▶ **TASK DETAILS**
The answer must consist of every line from the entries that holds the word "grass".

(Stored data)
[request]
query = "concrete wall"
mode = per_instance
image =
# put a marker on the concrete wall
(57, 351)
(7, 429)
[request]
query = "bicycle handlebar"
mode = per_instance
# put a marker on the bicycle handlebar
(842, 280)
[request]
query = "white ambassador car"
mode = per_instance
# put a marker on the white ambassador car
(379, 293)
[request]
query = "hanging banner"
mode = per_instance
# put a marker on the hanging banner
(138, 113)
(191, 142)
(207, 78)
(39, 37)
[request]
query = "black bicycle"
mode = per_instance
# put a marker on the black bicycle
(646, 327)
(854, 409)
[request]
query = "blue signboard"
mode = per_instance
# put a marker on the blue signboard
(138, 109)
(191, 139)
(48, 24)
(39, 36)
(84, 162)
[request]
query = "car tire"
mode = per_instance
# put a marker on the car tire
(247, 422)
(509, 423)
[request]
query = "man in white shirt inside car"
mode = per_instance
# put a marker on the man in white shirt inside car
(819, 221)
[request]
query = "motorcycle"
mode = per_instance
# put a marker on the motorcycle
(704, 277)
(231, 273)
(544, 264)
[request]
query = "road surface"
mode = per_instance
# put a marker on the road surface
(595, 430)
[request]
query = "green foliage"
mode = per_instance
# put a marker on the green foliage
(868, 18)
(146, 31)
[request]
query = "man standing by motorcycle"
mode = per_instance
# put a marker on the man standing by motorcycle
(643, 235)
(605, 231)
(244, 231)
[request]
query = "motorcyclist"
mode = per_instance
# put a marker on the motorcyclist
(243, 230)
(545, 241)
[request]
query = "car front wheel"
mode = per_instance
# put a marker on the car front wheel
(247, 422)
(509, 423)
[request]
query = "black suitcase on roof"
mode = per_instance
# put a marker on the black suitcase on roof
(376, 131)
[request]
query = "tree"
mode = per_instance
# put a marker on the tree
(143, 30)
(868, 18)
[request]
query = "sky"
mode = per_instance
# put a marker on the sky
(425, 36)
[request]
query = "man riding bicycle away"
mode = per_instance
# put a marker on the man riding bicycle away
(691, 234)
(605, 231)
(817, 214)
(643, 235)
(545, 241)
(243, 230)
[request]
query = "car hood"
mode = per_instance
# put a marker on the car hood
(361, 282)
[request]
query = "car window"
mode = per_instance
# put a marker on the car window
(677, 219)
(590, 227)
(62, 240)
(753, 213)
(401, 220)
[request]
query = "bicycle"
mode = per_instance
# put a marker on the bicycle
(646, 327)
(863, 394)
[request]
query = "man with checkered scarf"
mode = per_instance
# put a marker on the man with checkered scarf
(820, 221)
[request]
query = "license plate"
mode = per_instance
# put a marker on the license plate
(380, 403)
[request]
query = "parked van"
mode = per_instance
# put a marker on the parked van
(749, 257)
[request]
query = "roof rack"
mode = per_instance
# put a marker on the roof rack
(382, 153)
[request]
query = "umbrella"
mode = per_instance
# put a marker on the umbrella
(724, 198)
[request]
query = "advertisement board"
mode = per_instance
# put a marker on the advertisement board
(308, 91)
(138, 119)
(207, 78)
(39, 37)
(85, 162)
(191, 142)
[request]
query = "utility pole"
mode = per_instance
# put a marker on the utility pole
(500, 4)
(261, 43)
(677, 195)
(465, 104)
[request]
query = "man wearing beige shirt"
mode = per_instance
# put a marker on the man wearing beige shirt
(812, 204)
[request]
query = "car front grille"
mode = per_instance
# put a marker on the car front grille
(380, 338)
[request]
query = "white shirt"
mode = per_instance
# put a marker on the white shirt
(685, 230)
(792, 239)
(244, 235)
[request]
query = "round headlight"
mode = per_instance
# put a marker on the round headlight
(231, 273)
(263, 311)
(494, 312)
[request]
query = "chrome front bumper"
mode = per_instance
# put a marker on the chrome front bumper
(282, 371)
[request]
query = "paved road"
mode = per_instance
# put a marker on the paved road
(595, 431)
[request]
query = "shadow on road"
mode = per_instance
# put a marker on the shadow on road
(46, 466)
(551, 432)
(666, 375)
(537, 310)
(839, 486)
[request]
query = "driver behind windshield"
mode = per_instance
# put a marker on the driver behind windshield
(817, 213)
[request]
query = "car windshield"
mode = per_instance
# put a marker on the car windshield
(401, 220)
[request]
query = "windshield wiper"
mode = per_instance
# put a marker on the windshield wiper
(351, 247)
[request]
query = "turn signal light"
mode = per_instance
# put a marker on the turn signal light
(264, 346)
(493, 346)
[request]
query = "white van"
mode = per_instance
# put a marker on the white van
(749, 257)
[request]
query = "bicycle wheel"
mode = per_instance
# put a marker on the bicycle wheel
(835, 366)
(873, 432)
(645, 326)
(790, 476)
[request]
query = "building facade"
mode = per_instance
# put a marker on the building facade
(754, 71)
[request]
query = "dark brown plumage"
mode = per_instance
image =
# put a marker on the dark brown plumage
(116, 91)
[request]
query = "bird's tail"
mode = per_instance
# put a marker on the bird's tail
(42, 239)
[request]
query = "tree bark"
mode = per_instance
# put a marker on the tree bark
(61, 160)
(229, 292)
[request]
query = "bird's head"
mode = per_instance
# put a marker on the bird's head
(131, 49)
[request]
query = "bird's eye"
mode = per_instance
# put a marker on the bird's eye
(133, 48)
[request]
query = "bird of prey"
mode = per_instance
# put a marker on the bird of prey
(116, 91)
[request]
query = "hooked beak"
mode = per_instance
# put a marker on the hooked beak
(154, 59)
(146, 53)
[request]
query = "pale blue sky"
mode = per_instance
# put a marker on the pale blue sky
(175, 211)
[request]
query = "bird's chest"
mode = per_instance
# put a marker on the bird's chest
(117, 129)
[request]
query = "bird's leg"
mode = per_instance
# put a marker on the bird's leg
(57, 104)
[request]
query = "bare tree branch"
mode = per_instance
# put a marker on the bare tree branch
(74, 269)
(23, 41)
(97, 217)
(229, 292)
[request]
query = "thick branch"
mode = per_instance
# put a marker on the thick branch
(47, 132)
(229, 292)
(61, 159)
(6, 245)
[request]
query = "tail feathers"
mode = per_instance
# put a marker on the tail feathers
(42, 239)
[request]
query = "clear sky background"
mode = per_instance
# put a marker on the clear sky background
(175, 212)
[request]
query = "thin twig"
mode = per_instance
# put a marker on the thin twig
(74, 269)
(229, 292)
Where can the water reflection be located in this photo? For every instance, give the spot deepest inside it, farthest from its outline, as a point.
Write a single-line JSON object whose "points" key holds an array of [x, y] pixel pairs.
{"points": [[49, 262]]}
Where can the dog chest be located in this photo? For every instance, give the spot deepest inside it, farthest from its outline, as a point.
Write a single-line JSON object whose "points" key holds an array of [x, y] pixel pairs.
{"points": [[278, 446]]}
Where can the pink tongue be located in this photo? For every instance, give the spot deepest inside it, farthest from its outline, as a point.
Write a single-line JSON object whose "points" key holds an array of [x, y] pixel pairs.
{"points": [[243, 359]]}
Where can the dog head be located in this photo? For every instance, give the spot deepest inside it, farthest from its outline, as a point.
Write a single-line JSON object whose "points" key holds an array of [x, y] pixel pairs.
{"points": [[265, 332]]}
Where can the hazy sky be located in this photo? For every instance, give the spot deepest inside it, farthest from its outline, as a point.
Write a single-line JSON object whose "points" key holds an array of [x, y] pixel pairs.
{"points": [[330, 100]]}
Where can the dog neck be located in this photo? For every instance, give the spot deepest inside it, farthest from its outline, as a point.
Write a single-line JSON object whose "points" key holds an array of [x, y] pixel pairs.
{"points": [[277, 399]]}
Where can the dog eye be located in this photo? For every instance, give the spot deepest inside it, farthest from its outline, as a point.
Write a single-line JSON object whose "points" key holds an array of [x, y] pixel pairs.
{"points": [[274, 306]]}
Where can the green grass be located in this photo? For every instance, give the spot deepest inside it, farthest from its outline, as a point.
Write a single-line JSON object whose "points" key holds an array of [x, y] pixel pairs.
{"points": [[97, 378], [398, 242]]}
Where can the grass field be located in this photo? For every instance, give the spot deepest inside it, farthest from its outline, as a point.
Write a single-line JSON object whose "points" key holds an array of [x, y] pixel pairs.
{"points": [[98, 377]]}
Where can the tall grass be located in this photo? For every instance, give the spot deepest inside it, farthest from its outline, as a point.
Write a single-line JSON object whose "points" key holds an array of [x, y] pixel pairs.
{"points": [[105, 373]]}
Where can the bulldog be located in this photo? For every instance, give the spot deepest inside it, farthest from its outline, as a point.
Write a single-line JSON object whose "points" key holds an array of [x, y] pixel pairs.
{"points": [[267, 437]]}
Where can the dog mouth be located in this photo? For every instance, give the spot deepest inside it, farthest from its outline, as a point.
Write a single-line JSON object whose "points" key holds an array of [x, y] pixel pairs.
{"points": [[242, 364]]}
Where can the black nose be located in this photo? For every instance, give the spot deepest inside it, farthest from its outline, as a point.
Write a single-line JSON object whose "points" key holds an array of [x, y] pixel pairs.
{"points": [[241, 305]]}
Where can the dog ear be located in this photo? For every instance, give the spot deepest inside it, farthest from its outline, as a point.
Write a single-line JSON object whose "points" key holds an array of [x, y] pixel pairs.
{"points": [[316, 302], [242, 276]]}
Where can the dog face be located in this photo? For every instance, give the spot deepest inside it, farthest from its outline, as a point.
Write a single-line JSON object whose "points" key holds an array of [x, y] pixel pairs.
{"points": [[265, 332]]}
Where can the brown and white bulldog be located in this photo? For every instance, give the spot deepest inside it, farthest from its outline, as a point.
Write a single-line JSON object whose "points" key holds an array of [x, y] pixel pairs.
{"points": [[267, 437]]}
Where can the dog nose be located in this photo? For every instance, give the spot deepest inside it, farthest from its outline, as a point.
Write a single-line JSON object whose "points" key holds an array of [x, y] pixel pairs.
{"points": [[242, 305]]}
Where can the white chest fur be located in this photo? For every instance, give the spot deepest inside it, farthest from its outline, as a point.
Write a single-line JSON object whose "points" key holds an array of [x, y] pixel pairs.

▶ **PROBLEM SOLUTION**
Where can the green grass be located in this photo? For every instance, give the spot deepest inside it, farthest from its outline, as a point.
Where can the grass field be located in this photo? For every instance, give the spot deepest inside it, farthest from its outline, as a point.
Where can the tall grass be located in this photo? For every instance, give the spot deepest inside it, farthest from its outline, as a point.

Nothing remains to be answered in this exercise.